Activity>
Your response should be every line from the entries that includes the string "queried".

Entries supplied>
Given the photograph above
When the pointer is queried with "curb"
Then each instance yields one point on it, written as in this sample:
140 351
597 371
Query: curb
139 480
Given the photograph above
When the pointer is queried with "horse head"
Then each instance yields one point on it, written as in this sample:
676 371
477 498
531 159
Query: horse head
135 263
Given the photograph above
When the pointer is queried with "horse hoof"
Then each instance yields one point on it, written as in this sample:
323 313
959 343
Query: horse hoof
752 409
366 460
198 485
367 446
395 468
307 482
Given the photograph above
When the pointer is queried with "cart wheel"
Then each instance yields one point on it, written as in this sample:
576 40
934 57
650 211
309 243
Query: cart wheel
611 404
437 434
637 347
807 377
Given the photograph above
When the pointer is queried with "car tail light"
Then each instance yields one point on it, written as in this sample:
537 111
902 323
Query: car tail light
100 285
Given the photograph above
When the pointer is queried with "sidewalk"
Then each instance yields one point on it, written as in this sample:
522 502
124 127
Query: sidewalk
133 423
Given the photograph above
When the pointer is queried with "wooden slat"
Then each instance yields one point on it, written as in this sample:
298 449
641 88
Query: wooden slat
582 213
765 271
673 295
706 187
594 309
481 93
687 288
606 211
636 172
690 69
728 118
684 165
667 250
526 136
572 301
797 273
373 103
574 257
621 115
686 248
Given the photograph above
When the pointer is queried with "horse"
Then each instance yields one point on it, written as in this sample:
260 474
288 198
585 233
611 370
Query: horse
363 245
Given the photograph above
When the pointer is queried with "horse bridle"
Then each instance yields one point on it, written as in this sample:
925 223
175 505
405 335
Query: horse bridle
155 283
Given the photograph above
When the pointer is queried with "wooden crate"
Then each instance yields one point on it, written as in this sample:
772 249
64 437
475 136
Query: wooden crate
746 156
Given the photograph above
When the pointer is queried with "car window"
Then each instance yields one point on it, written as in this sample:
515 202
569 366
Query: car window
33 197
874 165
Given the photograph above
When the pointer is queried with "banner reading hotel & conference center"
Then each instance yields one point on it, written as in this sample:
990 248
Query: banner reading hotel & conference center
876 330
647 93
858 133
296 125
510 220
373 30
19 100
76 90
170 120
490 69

Answer for the task>
When the pointer is queried with "curb"
When the pointer is queried with "horse head"
When the pointer is queried with "horse hoof"
When the pointer is queried with "cart wheel"
When the pointer is queried with "car tail light"
When the pointer is queried with "sidewalk"
When the pointer is queried with "wooden slat"
When the pointer is queried with "horse"
When the pointer is queried with "horse bridle"
When the pointer is queried with "wooden crate"
When the pointer is queried with "car window"
When the pointer is queried with "banner reading hotel & conference center"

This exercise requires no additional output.